Task goal
Find each line in the material below that contains the word "front" and copy those lines.

##### Items #####

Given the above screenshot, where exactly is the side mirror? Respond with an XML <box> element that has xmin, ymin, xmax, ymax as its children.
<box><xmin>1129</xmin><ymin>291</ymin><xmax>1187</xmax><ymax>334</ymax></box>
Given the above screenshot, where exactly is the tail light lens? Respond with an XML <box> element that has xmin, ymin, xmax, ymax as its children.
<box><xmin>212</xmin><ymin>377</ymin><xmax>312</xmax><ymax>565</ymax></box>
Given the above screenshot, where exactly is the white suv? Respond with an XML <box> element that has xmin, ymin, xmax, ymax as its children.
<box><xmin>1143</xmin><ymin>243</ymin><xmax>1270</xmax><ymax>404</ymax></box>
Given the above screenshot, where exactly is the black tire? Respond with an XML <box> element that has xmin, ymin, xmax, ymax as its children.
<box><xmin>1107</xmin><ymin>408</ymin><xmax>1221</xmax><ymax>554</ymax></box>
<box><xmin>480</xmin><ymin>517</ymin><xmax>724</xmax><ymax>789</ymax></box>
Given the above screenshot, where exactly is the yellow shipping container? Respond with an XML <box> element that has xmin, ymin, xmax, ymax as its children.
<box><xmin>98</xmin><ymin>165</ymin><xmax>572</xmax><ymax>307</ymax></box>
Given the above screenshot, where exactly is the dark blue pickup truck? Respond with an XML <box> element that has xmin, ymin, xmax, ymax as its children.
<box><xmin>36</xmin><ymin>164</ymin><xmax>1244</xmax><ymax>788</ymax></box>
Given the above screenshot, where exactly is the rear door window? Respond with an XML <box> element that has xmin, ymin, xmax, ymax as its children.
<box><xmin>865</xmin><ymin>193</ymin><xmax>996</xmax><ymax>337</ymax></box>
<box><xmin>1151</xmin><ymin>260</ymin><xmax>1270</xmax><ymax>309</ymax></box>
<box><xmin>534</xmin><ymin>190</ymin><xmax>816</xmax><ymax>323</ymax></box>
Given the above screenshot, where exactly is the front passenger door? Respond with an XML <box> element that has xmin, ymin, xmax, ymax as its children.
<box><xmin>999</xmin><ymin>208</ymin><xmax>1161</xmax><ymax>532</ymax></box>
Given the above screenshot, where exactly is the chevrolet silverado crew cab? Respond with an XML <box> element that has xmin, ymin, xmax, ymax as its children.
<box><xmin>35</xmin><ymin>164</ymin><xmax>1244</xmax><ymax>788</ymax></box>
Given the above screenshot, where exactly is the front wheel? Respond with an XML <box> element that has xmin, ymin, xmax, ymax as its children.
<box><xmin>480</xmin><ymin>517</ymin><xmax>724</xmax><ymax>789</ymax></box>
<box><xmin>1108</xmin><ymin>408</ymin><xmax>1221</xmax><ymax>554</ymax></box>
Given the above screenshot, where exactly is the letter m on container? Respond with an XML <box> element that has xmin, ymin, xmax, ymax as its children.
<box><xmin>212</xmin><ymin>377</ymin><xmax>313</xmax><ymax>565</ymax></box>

#####

Response below
Given the above screenshot, where exactly is the front passenger door? Respond with an XML <box> element that has xmin, ymin, xmax, ymax as its children.
Given the above screenshot, where exactly is the front wheel? Respond with an XML <box> element that has xmin, ymin, xmax, ymax as its children.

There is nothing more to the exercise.